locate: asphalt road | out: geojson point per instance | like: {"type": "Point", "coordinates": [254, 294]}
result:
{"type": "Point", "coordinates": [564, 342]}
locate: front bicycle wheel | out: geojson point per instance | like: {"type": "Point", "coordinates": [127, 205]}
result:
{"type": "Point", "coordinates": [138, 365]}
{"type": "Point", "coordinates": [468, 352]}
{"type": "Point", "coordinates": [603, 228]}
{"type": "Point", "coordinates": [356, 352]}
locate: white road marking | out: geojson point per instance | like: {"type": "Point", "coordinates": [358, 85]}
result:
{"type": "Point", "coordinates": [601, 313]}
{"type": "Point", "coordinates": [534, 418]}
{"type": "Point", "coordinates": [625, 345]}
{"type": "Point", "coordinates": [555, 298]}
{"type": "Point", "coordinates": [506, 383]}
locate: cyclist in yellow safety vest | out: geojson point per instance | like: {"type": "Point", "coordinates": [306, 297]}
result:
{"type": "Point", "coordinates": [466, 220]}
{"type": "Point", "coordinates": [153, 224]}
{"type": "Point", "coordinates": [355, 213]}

==

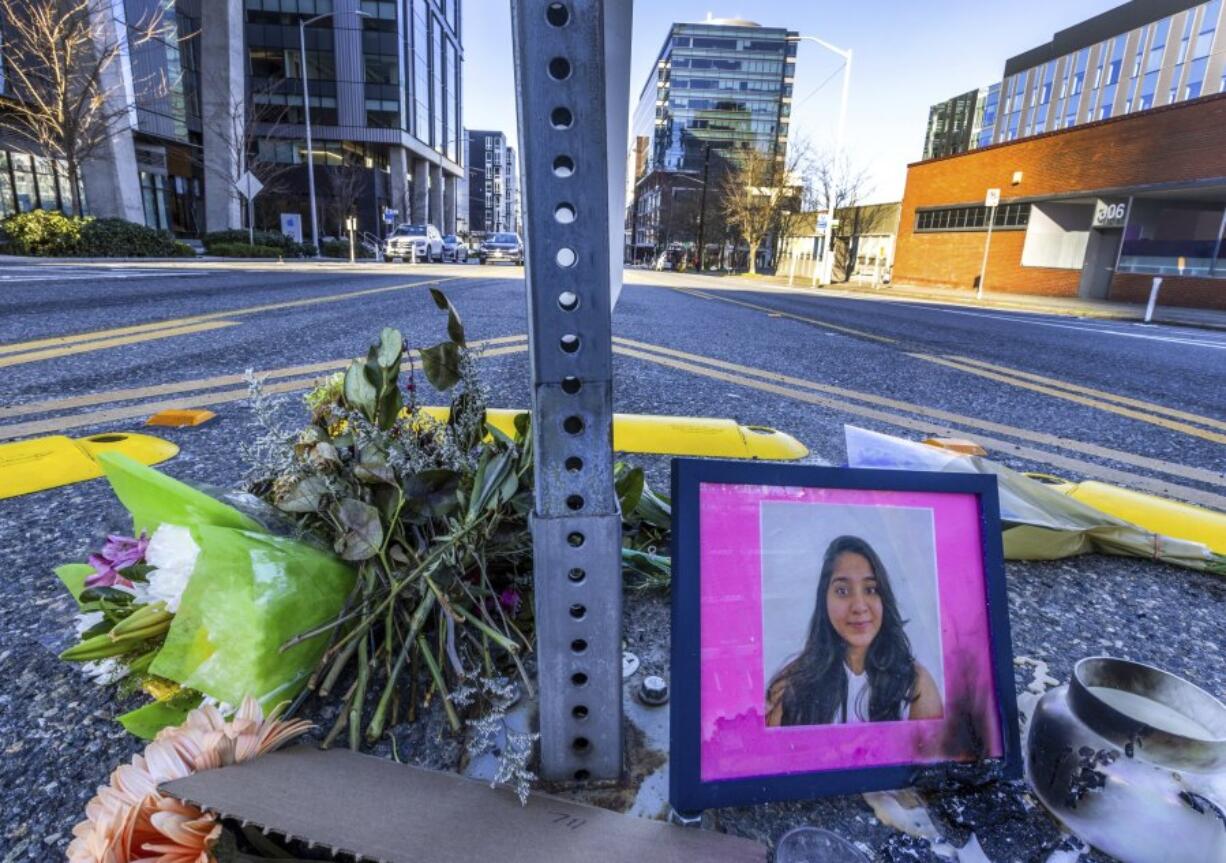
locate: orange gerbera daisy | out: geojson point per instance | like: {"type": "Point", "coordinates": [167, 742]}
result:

Task requirements – Copy every line in the rows above that contains the string "like". Treat uppercase and lowercase as different.

Output for this exercise –
locate: asphalt road | out: geojson point per instance | like: {"type": "Point", "coordinates": [254, 294]}
locate: front bicycle wheel | out: geojson point per instance | like: {"type": "Point", "coordinates": [127, 205]}
locate: white road marking | out: geojson point per instance | like: {"type": "Point", "coordinates": [358, 85]}
locate: cyclist in yellow safety vest | out: geojson point per instance | like: {"type": "Point", "coordinates": [306, 297]}
locate: orange gerbera daisy | out: geojson point per instance | like: {"type": "Point", "coordinates": [167, 742]}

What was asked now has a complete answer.